• [Excerpt provided]:
—————

Penn Jillette is a deep disappointment. Any movement that is not properly right wing will become leftist, and this is an example of that process in action.
 
What an outstanding business plan. Do you suppose they'll franchise it?

Don't know but RFRA may get quite popular now across more states going by this support response.

She probably wishes she would have done that, but she didn't, and she paid for it with death threats, nasty websites, vicious comments and ultimately having to close her doors. Someone had the wherewithal to start a fundraising site for her.

I agree that much worse things are happening in Kenya and other places in the world to Christians. But religious persecution is also happening to Palestinians and many others on this planet of ours. Does that mean this pizza owner should just be kicked to the curb because her problems don't equate to the problems of others?

The divide and conquer strategy is alive and well in this country, I'm sorry to say.

Good point.
 
It would be interesting to know who set up the fundraising site. Was it a concerned citizen, or family member?

If you look at the web page, you will see that it was set up by Lawrence Billy Jones III, and on the page he writes

My name is Lawrence Jones, and I'm one of the television opinion contributors on Dana's show.

Before the televised interview, producers Rachel, Allison and George discussed the situation with Dana, myself and head writer Ben Howe. We all agreed: this family needs help to get through this assault.

So we set up a GoFundMe page with the modest goal of $25,000. The intent was to help the family stave off the burdensome cost of having the media parked out front, activists tearing them down, and no customers coming in.

As I understand it, after the initial media coverage and the hostile comment on social media, the owners of the business were interviewed on Dana's show on Blaze TV.

—————

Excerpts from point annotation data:
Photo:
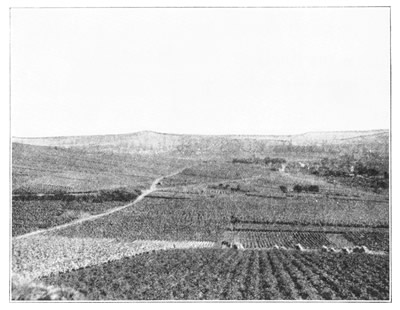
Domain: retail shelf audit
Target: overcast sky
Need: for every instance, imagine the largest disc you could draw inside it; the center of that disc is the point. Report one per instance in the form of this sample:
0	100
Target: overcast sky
205	71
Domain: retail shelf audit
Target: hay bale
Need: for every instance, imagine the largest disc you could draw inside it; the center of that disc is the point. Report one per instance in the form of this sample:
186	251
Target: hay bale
359	249
225	244
237	246
299	247
365	249
324	248
346	250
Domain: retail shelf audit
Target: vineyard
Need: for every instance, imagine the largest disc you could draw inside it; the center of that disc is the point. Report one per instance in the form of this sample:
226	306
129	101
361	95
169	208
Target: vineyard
205	218
377	241
28	216
216	230
213	274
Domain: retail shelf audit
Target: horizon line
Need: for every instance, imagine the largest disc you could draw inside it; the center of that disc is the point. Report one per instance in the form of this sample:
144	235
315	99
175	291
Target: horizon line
196	134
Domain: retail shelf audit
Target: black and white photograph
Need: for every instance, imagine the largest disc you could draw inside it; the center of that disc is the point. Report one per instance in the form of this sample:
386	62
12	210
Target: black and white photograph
200	154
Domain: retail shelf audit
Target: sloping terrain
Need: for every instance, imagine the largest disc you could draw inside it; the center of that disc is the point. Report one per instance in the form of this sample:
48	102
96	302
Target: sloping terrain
148	142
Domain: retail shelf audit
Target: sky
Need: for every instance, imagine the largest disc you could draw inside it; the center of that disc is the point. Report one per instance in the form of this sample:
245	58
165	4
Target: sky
199	71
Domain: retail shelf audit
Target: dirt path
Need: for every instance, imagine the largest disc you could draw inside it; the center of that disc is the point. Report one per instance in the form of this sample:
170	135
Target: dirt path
144	193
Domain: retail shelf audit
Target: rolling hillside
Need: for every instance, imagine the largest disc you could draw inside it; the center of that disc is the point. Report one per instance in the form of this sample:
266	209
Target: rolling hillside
148	142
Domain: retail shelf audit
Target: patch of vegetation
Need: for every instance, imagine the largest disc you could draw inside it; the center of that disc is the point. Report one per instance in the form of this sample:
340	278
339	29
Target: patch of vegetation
32	215
217	274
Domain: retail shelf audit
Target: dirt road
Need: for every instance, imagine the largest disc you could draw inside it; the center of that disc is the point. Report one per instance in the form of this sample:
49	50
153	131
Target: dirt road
144	193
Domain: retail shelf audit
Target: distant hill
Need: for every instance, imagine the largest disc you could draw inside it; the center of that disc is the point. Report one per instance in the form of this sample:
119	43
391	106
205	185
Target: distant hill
149	142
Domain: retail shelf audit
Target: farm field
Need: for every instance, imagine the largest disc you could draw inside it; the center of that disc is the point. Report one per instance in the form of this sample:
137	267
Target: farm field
206	228
38	169
215	274
30	216
206	218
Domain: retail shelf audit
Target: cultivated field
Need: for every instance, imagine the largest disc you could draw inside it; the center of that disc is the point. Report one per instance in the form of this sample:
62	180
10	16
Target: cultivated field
156	226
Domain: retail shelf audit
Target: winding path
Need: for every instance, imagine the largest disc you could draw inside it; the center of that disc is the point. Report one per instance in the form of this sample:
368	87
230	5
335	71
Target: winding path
144	193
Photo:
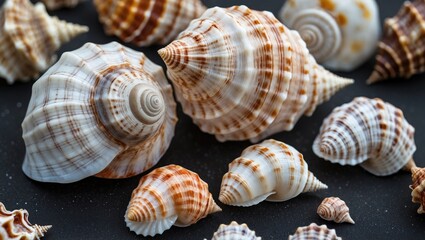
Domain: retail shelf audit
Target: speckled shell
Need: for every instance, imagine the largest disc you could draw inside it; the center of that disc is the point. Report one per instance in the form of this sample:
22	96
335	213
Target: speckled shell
272	171
234	231
102	109
341	35
402	48
313	231
368	132
15	225
418	187
334	209
228	82
170	195
29	38
147	22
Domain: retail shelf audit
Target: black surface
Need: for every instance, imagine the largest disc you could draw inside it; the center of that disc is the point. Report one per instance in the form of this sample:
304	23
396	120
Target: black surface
94	208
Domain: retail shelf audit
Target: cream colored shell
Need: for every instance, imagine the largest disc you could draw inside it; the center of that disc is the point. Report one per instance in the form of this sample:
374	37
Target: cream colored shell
102	109
240	74
272	171
29	38
340	34
170	195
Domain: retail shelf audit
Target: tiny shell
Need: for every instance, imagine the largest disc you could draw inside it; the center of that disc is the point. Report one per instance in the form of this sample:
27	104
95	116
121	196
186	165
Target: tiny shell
167	196
368	132
272	171
334	209
15	225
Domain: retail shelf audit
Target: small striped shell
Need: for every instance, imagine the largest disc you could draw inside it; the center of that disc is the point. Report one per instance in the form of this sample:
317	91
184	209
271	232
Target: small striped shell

—————

• [Exercise aim]: In the comment thread, what fundraising goal was set for the GoFundMe page?

• [Answer]: $25,000